Pour certains conteurs, la musique va de soi : la composition ou l’instrument fait partie de la dynamique du conte et s'intègre naturellement au récit. C'est par exemple le cas de Catherine Zarcate qui s'accompagne à la tempura ou Michel Hindenoch. Dans nos enregistrements, la musique s'est imposée petit à petit. Au début elle intervenait assez peu : en tête de chapitre ou à la fin de l'histoire pour en faciliter l’écoute. C’était en quelque sorte notre mise en page mais cela évolue de projet en projet. Aujourd'hui dans 60 % des projets que l'on reçoit, il y a de la musique, le plus souvent conçue en amont (avec plus ou moins de bonheur). Pour nos trois dernières productions, la musique a une place très importante : Dans Le Mahâbhârata de CécileCécile Hurbault - Le Mahâbhârata.jpg Hurbault, un projet issus du théâtre d’ombre dans la pure tradition indonésienne il intervient un gamelan : un orchestre traditionnel rassemblant des métallophones, des percussions, des gongs, des instruments doux comme la flûte ou la cithare, des chanteurs et des chanteuses. Gérard Potier pour Mildiou a fait la création avec l'accordéoniste Gérard Baraton et pour Au lit ! de Gilles Bizouerne ; il s'agit là d'une écriture à trois voix avec un conteur et deux musiciennes.

 

 

Quel est votre public ? Avez-vous des retours de ceux qui achètent vos CD ?

Nous pourrions diviser notre public en deux catégories : Les fans de contes qui ont une écoute extrêmement exigeante. On les rencontre surtout lors des festivals et nos échanges avec eux concernent aussi bien le répertoire que la mise en son ou en musique. Et le grand public croisés en ce qui nous concerne durant les salons du livre : là c’est plus simple : Ça leur plaît, ils achètent ; ça ne leur plaît pas, ils n'achètent pas. La meilleure façon de les convaincre est de les mettre en contact direct avec le savoir-faire des conteurs en leur faisant écouter nos productions. C’est la seule chose qui puisse faire pencher la balance d’un côté ou de l’autre. Mais ceux qui ont vraiment le contact avec les acheteurs, ce sont les libraires. Pour les plus passionnés d’entre eux, ils sont capables de raconter tout ce qu'il y a dans un disque. C'est époustouflant. Ils me surprennent toujours.

 

Et les enfants ?

Ce public-là c’est la même chose sur un salon du livre où en librairie en famille. Quand un enfant est sensible à l'audio, ça peut l’emmener très très loin (à tel point que j'ai dû cesser de leur faire écouter des histoires complètes sur les salons car ils étaient scotchés aux casques et les suivants s'impatientaient). En général ils commencent par écouter un extrait et après ils vont chercher leurs parents pour acheter le CD.

 

Qu'est-ce qui se vend le mieux ?
== == ==
- [Exercice A]: Recopiez les lignes des enregistrements ci-dessous, depuis la ligne contenant « Target object class for this labeling batch: fence » jusqu'à la ligne contenant « 404, 477, 441, 870 » incluse, consignes comprises. Redimensionnez chaque coordonnée des boîtes en la multipliant par 0,95 et arrondissez à l'entier le plus proche, les demis vers le haut.
Ces enregistrements n'ont aucun lien avec l'extrait.

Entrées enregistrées
== == ==
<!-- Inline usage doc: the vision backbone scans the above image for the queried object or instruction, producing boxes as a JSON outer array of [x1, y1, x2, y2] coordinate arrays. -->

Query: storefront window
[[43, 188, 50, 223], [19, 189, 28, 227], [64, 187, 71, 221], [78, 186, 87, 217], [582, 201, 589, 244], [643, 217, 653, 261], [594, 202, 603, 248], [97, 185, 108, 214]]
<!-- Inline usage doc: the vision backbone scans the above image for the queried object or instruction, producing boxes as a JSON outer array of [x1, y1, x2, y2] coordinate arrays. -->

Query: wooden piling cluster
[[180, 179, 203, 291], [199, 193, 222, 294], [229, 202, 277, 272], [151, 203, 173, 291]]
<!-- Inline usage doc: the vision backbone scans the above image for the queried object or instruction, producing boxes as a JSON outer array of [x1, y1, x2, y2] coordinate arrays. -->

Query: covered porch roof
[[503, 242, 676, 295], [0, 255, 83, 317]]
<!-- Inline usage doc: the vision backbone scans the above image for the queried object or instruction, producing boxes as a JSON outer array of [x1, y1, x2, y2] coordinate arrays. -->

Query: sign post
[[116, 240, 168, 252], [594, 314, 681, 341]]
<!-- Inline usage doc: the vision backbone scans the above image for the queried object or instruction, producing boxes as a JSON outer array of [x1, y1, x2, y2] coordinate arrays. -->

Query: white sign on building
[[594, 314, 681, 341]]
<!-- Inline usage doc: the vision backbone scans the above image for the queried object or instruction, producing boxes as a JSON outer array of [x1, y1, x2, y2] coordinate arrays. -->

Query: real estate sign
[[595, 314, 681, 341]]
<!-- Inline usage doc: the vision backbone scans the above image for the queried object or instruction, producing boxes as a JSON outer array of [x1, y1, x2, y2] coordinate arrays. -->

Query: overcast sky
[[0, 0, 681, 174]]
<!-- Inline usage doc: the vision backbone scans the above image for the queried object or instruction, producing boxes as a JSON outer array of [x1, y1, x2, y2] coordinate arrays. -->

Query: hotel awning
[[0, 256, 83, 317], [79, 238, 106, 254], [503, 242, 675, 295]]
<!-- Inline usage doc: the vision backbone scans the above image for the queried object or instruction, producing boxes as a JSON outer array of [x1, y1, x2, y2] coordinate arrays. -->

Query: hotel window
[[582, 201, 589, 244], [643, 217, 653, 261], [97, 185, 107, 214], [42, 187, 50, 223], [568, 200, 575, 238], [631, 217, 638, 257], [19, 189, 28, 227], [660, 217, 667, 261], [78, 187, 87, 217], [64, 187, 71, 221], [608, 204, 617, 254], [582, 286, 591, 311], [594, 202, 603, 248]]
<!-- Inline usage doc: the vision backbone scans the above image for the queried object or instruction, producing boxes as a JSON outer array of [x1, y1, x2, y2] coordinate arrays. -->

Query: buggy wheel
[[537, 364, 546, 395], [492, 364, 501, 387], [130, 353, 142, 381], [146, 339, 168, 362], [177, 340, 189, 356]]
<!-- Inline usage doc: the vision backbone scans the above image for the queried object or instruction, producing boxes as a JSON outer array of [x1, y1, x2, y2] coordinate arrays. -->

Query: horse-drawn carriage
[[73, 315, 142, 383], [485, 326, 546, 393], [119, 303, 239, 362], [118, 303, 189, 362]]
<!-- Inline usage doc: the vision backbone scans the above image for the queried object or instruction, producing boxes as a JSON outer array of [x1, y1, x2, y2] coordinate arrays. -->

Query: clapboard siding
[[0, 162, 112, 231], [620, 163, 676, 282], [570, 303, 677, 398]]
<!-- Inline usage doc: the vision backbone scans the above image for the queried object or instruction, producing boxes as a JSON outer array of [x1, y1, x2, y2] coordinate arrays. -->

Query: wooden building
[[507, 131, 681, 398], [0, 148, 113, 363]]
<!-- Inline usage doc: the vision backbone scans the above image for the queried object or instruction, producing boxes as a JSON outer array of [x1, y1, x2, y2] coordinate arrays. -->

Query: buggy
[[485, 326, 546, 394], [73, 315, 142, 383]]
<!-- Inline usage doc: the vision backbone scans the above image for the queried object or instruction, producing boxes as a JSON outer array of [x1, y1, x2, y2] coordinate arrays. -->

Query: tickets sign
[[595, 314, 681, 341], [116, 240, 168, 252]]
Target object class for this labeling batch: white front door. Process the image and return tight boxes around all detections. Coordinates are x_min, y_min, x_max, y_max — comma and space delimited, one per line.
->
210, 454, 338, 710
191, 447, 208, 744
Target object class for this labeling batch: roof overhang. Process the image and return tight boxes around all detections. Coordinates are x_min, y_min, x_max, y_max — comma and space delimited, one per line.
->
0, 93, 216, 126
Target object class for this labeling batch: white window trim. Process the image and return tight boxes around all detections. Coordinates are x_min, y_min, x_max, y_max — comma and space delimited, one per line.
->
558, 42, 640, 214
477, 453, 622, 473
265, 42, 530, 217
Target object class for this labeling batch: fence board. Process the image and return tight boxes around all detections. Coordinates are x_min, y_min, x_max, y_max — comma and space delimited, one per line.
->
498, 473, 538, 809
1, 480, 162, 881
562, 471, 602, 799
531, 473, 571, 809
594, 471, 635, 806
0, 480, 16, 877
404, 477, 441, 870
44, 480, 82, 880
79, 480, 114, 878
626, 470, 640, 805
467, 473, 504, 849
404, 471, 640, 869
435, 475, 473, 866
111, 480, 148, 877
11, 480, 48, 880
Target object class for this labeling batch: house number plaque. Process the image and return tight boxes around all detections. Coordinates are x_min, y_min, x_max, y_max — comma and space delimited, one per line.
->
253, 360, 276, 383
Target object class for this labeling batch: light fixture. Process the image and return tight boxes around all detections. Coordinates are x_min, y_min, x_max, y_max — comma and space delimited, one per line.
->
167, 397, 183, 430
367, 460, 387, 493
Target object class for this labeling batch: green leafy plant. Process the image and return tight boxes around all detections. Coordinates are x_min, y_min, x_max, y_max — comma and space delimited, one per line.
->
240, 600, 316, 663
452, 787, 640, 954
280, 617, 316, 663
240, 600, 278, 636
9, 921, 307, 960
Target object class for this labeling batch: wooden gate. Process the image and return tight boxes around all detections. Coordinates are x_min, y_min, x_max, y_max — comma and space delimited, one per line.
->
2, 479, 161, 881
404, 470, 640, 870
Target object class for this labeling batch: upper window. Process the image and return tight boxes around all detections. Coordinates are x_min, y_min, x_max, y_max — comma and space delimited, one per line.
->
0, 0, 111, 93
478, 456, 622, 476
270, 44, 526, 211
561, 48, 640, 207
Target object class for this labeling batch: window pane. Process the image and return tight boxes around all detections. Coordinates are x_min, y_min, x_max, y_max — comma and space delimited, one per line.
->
== == ==
- [Exercice B]: D'après l'extrait, dans quelle proportion des projets reçus aujourd'hui y a-t-il de la musique ?

- [Corrigé détaillé A]:
Target object class for this labeling batch: fence board. Process the image and return tight boxes around all detections. Coordinates are x_min, y_min, x_max, y_max — comma and space delimited, one per line.
->
473, 449, 511, 769
1, 456, 154, 837
534, 447, 572, 759
504, 449, 542, 769
564, 447, 603, 766
0, 456, 15, 833
384, 453, 419, 827

- [Corrigé détaillé B]: Dans 60 % des projets reçus.